## Work order
Beneath this task are records; print exactly the stretch of them from the line with "Exercise. Label the shrub" through the line with "Exercise. Label the tall", both ends included.
(Material to process begins)
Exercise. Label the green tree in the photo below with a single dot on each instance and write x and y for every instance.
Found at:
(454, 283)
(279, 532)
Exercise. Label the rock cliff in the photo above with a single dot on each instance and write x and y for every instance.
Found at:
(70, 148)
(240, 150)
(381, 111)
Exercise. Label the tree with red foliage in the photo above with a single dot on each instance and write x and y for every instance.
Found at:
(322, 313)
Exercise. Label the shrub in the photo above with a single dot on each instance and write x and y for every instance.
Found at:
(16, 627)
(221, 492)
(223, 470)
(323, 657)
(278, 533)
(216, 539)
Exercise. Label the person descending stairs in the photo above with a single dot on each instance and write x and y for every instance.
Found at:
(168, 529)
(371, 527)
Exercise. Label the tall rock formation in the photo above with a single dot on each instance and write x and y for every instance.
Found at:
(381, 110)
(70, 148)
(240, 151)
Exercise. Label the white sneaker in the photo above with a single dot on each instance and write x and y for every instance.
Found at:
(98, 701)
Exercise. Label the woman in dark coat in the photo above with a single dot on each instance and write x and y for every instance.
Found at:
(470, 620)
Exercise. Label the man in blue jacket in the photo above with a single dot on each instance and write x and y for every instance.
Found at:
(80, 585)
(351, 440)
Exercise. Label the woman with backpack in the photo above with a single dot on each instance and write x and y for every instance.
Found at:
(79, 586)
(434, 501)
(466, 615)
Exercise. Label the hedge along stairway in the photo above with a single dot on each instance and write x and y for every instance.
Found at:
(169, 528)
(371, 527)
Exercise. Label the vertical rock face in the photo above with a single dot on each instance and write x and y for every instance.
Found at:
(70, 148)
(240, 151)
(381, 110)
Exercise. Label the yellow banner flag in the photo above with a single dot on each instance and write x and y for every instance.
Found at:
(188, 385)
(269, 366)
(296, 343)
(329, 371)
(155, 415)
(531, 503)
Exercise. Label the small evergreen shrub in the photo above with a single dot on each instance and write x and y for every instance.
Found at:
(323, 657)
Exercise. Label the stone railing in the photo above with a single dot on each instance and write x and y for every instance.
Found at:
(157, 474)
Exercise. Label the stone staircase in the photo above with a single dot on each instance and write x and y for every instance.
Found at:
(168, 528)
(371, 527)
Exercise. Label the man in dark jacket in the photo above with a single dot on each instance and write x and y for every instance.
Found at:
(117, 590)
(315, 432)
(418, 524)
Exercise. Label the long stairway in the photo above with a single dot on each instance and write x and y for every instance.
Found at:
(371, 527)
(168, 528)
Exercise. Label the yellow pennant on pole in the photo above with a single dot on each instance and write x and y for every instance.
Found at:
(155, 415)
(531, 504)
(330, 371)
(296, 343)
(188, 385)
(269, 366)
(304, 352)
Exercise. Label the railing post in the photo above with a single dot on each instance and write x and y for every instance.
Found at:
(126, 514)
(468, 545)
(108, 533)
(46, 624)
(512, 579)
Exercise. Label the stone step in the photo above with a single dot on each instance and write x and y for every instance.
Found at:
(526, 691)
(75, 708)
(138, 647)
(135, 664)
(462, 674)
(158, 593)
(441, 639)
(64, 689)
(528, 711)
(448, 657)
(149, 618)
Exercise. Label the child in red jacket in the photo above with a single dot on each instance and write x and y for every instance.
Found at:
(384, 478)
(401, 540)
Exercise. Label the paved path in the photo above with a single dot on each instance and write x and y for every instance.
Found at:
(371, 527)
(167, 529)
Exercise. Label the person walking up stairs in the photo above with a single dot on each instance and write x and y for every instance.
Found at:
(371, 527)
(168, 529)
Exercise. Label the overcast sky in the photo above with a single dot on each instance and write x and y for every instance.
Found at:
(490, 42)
(Material to process ends)
(Material to process begins)
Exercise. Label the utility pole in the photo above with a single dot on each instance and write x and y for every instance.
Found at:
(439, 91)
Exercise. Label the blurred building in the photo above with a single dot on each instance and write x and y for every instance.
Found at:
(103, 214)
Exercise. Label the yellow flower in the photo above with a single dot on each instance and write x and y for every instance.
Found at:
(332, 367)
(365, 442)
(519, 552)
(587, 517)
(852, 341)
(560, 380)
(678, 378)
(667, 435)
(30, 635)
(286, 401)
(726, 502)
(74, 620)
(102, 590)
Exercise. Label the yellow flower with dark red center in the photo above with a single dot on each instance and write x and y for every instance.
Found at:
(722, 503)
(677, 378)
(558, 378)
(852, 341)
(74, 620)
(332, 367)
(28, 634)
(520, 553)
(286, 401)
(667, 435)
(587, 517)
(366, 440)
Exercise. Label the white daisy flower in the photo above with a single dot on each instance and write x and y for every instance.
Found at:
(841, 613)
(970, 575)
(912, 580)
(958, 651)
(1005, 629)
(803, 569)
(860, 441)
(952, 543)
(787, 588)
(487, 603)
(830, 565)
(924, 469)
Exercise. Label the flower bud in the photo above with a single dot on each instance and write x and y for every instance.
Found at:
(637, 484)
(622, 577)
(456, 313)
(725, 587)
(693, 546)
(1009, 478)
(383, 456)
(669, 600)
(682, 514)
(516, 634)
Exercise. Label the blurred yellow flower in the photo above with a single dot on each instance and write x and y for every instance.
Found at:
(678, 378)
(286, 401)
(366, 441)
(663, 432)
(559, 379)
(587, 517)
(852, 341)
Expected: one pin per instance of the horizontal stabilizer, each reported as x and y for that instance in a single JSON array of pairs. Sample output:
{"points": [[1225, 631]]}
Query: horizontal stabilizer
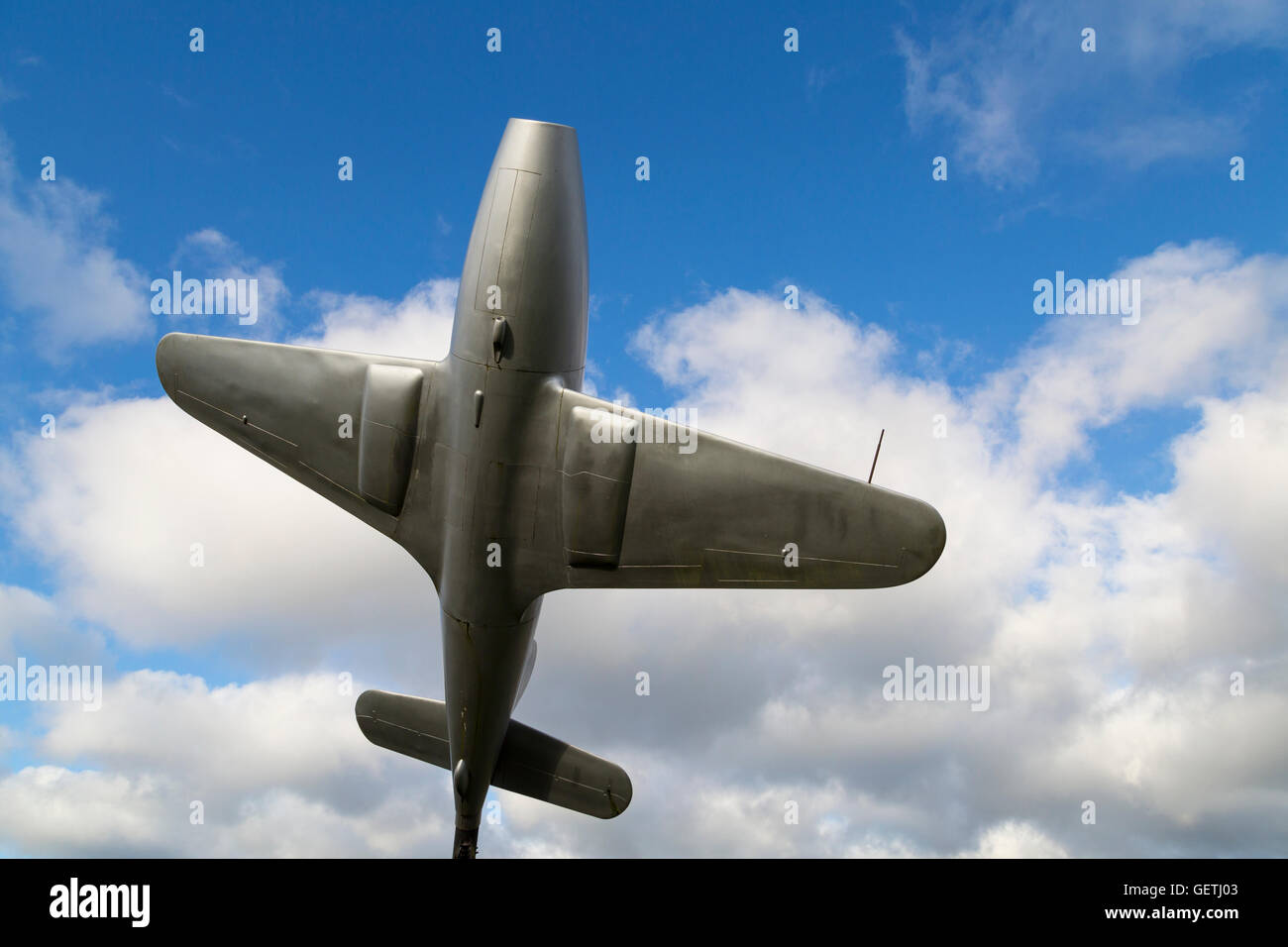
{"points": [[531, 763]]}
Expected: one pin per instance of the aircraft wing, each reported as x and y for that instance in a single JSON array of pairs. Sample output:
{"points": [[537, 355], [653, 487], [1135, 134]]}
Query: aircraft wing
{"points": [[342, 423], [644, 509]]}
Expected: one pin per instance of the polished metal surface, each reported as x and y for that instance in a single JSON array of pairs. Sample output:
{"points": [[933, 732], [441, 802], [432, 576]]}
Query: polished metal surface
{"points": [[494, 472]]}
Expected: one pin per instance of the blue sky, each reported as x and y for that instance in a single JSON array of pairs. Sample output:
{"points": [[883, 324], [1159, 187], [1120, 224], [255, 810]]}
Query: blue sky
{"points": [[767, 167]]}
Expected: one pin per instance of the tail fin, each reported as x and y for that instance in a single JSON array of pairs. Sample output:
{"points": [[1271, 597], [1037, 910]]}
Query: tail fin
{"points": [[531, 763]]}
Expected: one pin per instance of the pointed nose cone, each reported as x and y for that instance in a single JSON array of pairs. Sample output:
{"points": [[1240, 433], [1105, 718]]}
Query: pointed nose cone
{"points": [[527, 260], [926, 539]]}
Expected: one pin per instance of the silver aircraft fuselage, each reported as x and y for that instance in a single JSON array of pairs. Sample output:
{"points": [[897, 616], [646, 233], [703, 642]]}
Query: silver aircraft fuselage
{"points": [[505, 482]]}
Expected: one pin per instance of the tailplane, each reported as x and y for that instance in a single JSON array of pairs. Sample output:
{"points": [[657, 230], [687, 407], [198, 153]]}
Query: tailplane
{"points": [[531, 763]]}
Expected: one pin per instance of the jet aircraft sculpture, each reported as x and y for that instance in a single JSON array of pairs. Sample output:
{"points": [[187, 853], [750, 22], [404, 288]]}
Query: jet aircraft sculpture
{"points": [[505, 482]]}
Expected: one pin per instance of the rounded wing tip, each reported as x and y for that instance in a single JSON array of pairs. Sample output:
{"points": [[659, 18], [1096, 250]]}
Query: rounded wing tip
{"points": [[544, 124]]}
(Material to process ends)
(Material to process begins)
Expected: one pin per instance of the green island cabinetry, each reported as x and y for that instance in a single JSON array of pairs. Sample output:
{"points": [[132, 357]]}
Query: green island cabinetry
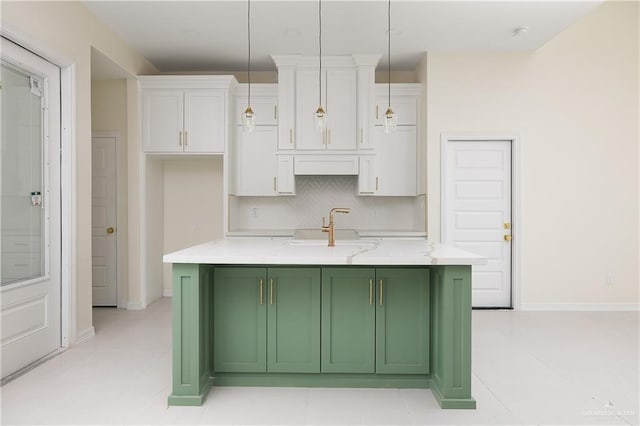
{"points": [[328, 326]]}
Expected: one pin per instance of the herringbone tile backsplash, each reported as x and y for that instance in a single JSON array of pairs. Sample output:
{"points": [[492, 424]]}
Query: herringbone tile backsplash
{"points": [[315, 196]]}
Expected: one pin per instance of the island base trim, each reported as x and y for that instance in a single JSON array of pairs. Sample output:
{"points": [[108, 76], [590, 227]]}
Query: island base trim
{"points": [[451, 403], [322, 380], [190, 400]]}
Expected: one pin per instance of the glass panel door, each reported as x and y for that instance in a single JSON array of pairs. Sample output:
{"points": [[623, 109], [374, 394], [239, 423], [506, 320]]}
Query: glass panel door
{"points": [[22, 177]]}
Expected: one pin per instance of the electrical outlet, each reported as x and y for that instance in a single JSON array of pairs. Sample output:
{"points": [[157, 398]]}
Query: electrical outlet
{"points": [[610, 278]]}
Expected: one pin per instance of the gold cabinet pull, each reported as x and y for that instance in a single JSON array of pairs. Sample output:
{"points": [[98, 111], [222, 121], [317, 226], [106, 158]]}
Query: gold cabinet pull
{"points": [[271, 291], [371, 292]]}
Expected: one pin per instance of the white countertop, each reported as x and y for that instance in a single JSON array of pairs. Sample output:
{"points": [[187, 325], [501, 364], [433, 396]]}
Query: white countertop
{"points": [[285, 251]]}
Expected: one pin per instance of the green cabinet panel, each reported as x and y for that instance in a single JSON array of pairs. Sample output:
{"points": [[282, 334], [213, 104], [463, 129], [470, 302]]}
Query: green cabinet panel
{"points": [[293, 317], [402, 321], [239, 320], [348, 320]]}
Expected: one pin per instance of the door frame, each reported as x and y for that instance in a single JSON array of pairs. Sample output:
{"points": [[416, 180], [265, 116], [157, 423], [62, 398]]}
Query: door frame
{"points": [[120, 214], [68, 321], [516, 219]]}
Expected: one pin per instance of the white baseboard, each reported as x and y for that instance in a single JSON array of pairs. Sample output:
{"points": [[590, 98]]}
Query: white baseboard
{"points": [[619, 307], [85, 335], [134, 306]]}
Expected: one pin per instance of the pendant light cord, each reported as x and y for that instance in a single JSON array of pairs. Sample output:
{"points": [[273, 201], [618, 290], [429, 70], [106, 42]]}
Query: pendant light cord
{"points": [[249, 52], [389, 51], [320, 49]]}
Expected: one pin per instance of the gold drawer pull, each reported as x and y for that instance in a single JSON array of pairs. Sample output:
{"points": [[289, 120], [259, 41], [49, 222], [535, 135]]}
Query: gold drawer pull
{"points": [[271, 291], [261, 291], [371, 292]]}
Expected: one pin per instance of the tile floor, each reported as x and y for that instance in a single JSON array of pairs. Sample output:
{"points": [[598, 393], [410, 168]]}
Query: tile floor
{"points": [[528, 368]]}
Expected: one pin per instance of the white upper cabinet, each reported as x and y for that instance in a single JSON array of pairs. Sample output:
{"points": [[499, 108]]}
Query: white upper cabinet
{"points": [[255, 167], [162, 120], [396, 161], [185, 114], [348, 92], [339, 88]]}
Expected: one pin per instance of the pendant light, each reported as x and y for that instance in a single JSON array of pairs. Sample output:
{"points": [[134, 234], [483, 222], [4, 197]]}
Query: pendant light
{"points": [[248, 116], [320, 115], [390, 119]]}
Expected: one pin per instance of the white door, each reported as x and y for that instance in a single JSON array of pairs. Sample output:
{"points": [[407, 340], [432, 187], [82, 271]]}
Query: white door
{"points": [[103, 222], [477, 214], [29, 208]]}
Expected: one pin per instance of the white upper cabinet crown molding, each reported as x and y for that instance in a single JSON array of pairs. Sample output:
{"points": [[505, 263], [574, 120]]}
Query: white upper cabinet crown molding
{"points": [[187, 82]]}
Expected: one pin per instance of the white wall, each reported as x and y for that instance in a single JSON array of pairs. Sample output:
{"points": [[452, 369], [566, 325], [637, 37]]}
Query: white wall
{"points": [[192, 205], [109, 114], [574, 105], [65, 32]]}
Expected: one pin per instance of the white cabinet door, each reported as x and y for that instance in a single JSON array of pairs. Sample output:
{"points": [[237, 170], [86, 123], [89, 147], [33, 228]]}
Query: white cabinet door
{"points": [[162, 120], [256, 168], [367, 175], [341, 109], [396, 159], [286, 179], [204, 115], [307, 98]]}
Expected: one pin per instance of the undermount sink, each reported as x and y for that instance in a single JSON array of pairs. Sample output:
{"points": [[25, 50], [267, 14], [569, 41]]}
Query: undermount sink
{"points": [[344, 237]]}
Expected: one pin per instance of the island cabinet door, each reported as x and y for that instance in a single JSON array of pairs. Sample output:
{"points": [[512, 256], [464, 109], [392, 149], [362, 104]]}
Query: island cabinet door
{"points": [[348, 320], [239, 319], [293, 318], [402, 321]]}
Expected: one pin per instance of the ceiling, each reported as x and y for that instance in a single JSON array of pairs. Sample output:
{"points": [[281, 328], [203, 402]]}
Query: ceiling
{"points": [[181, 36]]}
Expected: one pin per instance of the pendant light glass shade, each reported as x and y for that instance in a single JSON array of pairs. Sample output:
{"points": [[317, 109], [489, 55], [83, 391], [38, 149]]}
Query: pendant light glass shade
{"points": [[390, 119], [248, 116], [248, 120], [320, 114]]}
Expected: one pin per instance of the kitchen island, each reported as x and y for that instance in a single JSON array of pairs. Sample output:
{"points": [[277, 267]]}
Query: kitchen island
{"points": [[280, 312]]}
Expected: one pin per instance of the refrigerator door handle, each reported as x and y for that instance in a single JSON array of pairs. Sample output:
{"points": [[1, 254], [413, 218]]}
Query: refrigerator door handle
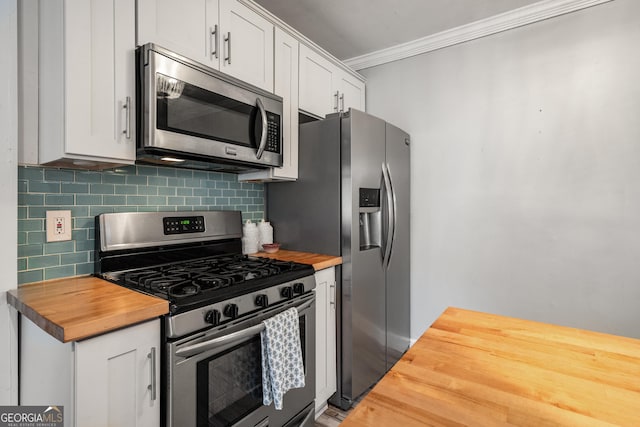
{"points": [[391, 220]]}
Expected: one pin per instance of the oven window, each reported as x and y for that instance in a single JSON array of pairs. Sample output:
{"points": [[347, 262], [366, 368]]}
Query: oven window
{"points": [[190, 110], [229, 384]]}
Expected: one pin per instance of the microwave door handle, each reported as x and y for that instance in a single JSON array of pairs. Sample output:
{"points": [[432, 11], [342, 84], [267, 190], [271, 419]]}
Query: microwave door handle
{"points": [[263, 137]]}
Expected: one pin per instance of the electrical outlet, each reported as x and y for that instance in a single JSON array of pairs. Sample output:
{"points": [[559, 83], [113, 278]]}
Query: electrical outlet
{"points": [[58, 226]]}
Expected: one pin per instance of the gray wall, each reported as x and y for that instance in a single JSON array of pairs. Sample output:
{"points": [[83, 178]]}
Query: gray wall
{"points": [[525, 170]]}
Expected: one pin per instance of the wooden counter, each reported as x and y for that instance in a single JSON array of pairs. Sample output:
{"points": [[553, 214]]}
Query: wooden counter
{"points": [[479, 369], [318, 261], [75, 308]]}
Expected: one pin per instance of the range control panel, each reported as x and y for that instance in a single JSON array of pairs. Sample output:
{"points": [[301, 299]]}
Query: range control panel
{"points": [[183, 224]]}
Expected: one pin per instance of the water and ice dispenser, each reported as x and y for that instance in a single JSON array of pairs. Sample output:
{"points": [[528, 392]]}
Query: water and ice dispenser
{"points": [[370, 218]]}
(Material to process ends)
## Task output
Exercise. Label the shrub in the photo above with a single dot on each instance and write x and y for every instance.
Found at:
(16, 627)
(221, 492)
(223, 470)
(323, 657)
(278, 533)
(216, 539)
Exercise. Label the person descending stairs in the photo above with a single dot on each instance and write x and y for every instance.
Found at:
(168, 529)
(371, 527)
Exercise. Label the tall rock formation in the photo above with a single dot on each instance and write x and y for every instance.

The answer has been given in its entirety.